◆ **Assignment**
Restate the records in full, keeping every word as it is.

(Natural-language object grounding data)
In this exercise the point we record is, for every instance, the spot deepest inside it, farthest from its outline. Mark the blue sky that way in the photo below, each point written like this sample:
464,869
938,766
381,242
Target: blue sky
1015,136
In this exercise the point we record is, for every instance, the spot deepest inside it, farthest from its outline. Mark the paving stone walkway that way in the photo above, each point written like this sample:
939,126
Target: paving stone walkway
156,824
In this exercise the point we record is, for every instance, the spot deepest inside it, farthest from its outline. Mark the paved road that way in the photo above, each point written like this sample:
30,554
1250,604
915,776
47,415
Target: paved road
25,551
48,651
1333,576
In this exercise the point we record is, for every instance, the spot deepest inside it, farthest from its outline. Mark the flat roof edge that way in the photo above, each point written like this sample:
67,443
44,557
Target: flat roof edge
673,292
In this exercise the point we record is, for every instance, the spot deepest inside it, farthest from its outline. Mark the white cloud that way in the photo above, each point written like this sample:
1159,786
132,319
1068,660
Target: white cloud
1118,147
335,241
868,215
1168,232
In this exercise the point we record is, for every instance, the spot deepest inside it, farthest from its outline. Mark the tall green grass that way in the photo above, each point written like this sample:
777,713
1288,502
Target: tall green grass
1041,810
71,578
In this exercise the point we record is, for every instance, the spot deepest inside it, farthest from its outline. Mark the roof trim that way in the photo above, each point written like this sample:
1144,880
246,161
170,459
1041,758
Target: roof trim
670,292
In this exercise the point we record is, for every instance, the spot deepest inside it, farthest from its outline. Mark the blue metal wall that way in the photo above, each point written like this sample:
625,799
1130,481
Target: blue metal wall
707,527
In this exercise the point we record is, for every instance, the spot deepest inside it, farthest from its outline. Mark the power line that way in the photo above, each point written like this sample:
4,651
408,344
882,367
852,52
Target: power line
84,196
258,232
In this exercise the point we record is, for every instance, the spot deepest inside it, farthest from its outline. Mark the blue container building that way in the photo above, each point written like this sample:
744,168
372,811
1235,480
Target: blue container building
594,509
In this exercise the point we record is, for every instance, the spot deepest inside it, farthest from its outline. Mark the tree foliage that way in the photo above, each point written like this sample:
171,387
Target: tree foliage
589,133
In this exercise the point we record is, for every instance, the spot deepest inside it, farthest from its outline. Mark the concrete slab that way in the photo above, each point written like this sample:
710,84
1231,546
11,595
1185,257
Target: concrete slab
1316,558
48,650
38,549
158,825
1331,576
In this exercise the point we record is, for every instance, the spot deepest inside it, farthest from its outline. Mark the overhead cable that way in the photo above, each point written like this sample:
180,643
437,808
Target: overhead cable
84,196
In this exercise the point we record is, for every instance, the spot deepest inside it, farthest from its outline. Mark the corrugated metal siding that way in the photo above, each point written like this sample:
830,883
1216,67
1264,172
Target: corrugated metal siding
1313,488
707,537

◆ **Completed exercise**
In this exercise the point we record is, for every instance, the spot deepest inside it, farthest from its outline. Mark the blue sky that way in the photo below, each point written like this sample:
464,869
938,766
381,242
Target: blue sky
1015,136
In this exercise the point we record is, for every instance, the spot deepest inside it, farthest from its outline. Mark the paving stone walkway that way in the photo above, each point written like this sample:
939,126
Target: paving stone walkway
156,824
In this exercise the point we record is, for every instance, the spot deepest inside it, farthest from its outline. Mark the paved road that way in the photo above, each point written like this sample:
30,554
1250,604
915,776
47,415
Target: paved road
25,551
48,651
1333,576
In this exercise the point we record is, for every instance, the spot deepest inside it, farthest from its outline. Mark the flat roof edge that way in the photo above, each point written like this sample:
67,443
44,557
Target: flat roof edge
673,292
In this exercise the point we record is, for every instance, the spot deepest inside it, farthest from its outline. Mark the white cloud that way in the photo above, each point written like this sample:
1159,786
132,319
1068,660
Target: white cloud
1118,147
335,241
868,215
1168,232
In this exercise the point we record is, for every instance, the spot deepest inside it, farthest from its outline. Mark the tall green grass that way in the photo above, each point written like this sample:
777,713
1288,502
Target: tall green grass
1041,810
71,578
In this exercise the point we record is, for every instance, the spot deepest inside it, farthest from its outline. Mark the roof trim that way in the photo above, each point written like this sample:
1144,880
246,161
170,459
1041,758
Target: roof trim
670,292
In this exercise the point we record is, for every instance, the spot deepest inside it, farthest from its outline. Mark the blue metal wall that way in the photo above, each point written like this sample:
625,799
1130,481
Target: blue metal wall
707,527
In this exercise the point we record is, for every instance, the spot deepest inside it, farthest from its outline. Mark the power line that way in the photo above, each point written like this sample:
4,651
408,344
882,367
852,52
Target: power line
84,196
258,232
In this exercise the point we record is, for every instance, the spot deepest inside it, farthest from its outline. Mark the blue container building that way in the photo above, each point written like this sample:
744,168
372,811
1235,480
Target: blue container building
594,509
In this exercise the point we record is, for every instance, the spot deepest inside it, farthest from its outline. Mark the tree foliage that way in the photo above, each point written like this sample:
171,387
Target: tree foliage
589,133
In this exercise the point we record is, for every instance, the spot deepest inside it, farthest from its outline. Mark the concrete slab that way in the photo above, each point written like this sample:
710,84
1231,546
11,595
1185,257
Target: concrete slab
1316,558
48,650
38,549
158,825
1331,576
In this exercise the point we record is, for every instance, the spot deepest inside it, farthest from its outline. Mark the overhead cable that way in the photo above, each point written like this sample:
180,643
437,808
Target: overhead cable
84,196
In this exercise the point we record is, for every instance, the spot deepest inside it, farthest from its outline. Mark the corrugated metal siding that way in the photo above, each point written like this sample:
830,883
1216,67
1264,172
Target: corrugated metal siding
1313,488
707,537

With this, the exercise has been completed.